# Instruction
Give everything in the listing from the line containing "If you could segment every instance of the **office" down to the line containing "75 105 L 82", both ends included, as a JSON list of strings with one string per line and no blank lines. Leave the pictures out of the answer.

# Source material
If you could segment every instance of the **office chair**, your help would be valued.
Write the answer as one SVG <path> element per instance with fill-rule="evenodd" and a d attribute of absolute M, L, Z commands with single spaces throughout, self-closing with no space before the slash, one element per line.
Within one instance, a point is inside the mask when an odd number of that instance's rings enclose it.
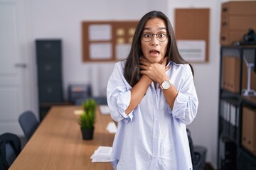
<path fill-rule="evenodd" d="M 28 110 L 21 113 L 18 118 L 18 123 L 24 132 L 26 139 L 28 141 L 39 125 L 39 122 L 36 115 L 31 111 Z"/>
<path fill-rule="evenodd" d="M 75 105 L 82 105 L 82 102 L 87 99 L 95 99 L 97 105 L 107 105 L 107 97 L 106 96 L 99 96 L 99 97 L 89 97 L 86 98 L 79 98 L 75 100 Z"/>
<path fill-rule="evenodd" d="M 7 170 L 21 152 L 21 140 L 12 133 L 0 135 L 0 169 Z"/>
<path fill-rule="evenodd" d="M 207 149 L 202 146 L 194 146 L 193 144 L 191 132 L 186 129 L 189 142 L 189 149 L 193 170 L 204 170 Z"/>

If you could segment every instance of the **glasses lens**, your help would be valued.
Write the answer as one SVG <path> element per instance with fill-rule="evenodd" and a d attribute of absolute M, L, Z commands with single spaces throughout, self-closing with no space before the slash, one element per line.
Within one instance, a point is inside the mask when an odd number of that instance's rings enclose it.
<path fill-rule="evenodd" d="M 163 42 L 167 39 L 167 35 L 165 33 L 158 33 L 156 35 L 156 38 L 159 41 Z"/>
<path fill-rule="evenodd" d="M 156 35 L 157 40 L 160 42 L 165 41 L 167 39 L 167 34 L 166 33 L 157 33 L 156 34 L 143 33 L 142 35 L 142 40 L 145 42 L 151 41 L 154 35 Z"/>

* * *

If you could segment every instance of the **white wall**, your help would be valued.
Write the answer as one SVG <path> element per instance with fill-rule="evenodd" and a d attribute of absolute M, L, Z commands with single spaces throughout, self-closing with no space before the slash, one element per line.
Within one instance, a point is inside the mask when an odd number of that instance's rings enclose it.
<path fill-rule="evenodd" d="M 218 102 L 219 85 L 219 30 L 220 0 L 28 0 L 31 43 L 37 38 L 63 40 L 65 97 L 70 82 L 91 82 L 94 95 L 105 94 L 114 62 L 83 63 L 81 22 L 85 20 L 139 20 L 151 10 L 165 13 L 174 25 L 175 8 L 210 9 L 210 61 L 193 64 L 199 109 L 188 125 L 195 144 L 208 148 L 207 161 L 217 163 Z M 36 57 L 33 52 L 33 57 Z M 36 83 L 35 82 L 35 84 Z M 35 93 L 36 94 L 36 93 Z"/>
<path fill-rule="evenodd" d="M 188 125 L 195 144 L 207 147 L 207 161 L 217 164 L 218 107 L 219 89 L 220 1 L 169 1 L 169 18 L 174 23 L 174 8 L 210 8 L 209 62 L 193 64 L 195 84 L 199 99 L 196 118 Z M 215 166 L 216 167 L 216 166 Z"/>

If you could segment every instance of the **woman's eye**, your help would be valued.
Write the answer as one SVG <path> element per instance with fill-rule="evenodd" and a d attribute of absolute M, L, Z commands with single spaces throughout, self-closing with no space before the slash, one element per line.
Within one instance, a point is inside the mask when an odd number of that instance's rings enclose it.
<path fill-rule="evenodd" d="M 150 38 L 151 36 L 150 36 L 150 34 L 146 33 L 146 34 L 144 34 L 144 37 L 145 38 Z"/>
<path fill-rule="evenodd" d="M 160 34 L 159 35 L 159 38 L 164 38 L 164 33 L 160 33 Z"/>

* * *

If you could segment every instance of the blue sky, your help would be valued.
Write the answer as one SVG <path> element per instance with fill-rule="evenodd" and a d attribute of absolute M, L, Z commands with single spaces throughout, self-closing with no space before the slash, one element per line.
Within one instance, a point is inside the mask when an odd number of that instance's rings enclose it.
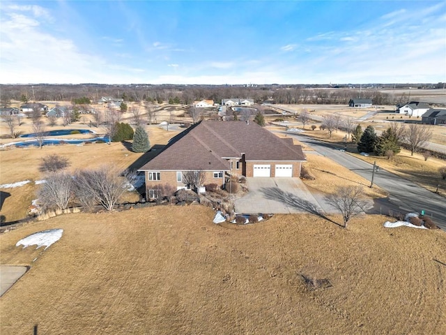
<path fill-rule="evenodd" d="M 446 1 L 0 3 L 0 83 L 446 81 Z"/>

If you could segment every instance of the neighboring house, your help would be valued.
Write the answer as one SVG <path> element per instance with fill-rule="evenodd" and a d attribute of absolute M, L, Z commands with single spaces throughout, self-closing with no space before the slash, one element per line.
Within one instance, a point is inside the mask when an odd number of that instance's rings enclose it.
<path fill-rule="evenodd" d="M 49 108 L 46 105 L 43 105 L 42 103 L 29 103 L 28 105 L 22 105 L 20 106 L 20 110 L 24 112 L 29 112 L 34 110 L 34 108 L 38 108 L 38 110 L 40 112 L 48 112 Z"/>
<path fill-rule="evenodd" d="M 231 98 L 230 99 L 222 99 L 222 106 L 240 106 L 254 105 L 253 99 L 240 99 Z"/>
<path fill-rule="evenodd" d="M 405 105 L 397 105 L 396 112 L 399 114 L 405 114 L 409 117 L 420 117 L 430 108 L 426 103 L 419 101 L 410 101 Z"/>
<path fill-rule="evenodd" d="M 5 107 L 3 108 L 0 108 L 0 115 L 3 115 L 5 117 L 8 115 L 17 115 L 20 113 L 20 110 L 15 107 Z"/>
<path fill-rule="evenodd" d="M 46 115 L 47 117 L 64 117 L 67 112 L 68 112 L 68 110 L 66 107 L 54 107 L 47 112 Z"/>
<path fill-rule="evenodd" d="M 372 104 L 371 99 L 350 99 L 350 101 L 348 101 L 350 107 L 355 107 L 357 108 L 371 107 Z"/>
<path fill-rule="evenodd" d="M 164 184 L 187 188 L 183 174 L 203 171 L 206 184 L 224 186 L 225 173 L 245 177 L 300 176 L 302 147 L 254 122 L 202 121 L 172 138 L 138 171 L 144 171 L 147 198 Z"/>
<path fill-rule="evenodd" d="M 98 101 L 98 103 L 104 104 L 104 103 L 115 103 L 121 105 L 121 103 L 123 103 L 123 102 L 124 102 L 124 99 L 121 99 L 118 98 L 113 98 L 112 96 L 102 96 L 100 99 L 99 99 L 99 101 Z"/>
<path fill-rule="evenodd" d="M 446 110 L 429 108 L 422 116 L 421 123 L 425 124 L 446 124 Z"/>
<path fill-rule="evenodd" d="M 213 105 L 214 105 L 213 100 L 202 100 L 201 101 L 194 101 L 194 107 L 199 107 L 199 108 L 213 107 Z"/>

# Worked solution
[
  "If you could segment every instance of the **office chair**, your help would be valued.",
  "Write the answer as one SVG <path> element per instance with fill-rule=\"evenodd\" and a d attribute of absolute M, L, Z commands with single spaces throughout, self-closing with no space before the slash, one element per line.",
  "Within one instance, a point is inside the mask when an odd number of that instance's rings enclose it.",
  "<path fill-rule=\"evenodd\" d=\"M 28 110 L 21 113 L 18 118 L 18 123 L 24 132 L 26 139 L 28 141 L 39 125 L 39 122 L 36 115 L 31 111 Z\"/>",
  "<path fill-rule=\"evenodd\" d=\"M 75 105 L 82 105 L 82 102 L 87 99 L 95 99 L 97 105 L 107 105 L 107 97 L 106 96 L 99 96 L 99 97 L 89 97 L 86 98 L 79 98 L 75 100 Z\"/>"
]